● Task details: Format the records below as a Markdown table with the columns "No." and "Line", one numbered row per line, skipping blank lines and leaving out the pictures.

^^^^^^^^

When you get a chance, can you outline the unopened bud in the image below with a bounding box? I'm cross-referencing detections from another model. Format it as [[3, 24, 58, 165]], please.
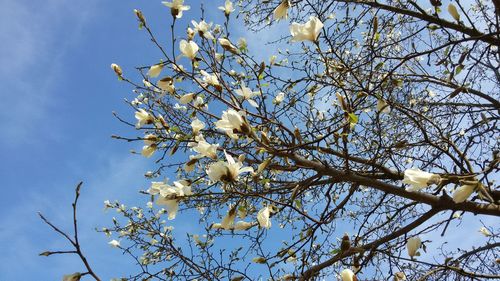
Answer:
[[111, 63, 123, 77], [134, 9, 146, 24]]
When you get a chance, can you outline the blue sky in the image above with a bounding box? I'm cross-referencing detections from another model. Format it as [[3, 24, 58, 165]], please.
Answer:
[[0, 0, 286, 280], [0, 0, 496, 280]]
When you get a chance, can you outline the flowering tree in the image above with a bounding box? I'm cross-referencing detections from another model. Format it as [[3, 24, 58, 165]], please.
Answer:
[[41, 0, 500, 281]]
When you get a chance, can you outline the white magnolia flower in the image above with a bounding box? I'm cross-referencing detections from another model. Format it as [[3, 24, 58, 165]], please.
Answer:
[[193, 96, 208, 109], [148, 64, 163, 78], [186, 27, 195, 41], [406, 236, 422, 258], [141, 134, 158, 158], [135, 108, 154, 129], [161, 0, 191, 19], [479, 226, 491, 237], [377, 99, 391, 113], [207, 151, 253, 183], [238, 37, 248, 50], [179, 93, 194, 104], [157, 77, 175, 94], [257, 206, 271, 229], [111, 63, 123, 77], [63, 272, 82, 281], [108, 239, 120, 248], [273, 92, 285, 104], [403, 168, 441, 191], [215, 109, 250, 139], [191, 118, 205, 135], [453, 184, 476, 203], [193, 140, 219, 159], [290, 16, 323, 42], [219, 38, 238, 54], [394, 271, 406, 281], [142, 79, 153, 88], [234, 82, 260, 107], [191, 20, 214, 40], [210, 222, 222, 229], [340, 268, 356, 281], [179, 40, 200, 60], [269, 55, 278, 65], [273, 0, 291, 20], [174, 103, 187, 111], [234, 221, 253, 230], [219, 0, 234, 16], [221, 208, 236, 230], [200, 70, 220, 86], [152, 180, 192, 220]]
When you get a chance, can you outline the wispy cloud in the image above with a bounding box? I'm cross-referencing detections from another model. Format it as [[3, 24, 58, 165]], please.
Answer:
[[0, 0, 94, 146], [0, 153, 147, 280]]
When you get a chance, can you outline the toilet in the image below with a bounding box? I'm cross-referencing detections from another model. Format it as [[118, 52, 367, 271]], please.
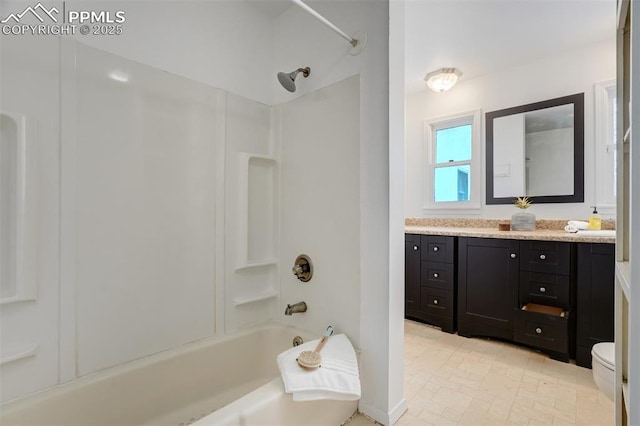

^^^^^^^^

● Task result:
| No. | Line |
|---|---|
| 1 | When you get a chance, can you outline the unopened bud in the image below with a bounding box? I'm cross-referencing detections from another model. Format it as [[3, 24, 58, 165]], please. |
| 2 | Answer: |
| 3 | [[111, 63, 123, 77], [134, 9, 146, 24]] |
| 4 | When you get a chance, can you outline the blue sky in the image above with a bounding box? I'm cross-referencing detections from another model. Format it as [[3, 24, 58, 165]], please. |
| 5 | Answer: |
| 6 | [[0, 0, 286, 280], [0, 0, 496, 280]] |
| 7 | When you get a chance, can you outline the flowering tree in the image above with a bounding box? I'm cross-referencing detections from another model. Format it as [[3, 24, 58, 165]], please. |
| 8 | Answer: |
| 9 | [[41, 0, 500, 281]] |
| 10 | When you get a chance, can you outline the white magnolia flower in the image above with a bounding box? I'm cross-referencing detections from another model. Format it as [[3, 24, 58, 165]], please. |
| 11 | Answer: |
| 12 | [[193, 96, 208, 109], [148, 64, 163, 78], [186, 27, 195, 41], [406, 236, 422, 258], [141, 134, 158, 158], [135, 108, 154, 129], [161, 0, 191, 19], [479, 226, 491, 237], [377, 99, 391, 113], [207, 151, 253, 183], [238, 37, 248, 50], [179, 93, 194, 104], [157, 77, 175, 94], [257, 206, 271, 229], [111, 63, 123, 77], [63, 272, 82, 281], [108, 239, 120, 248], [273, 92, 285, 104], [403, 168, 441, 191], [215, 109, 250, 139], [191, 118, 205, 135], [453, 184, 476, 203], [193, 140, 219, 159], [290, 16, 323, 42], [219, 38, 238, 54], [394, 271, 406, 281], [142, 79, 153, 88], [234, 82, 260, 107], [191, 20, 214, 40], [210, 222, 222, 229], [340, 268, 356, 281], [179, 40, 200, 60], [269, 55, 278, 65], [273, 0, 291, 20], [174, 103, 187, 111], [234, 221, 253, 230], [219, 0, 234, 16], [221, 208, 236, 230], [200, 70, 220, 86], [152, 180, 192, 220]] |
| 13 | When you get a chance, can you outline the wispy cloud in the image above with a bounding box? I'm cross-referencing detections from another model. Format it as [[3, 24, 58, 165]], please. |
| 14 | Answer: |
| 15 | [[0, 0, 94, 146], [0, 153, 147, 280]] |
| 16 | When you get a chance, can you outline the toilet in the image below with a bounding box? I'm cross-referencing detections from another model. Format it as [[118, 52, 367, 271]], please. |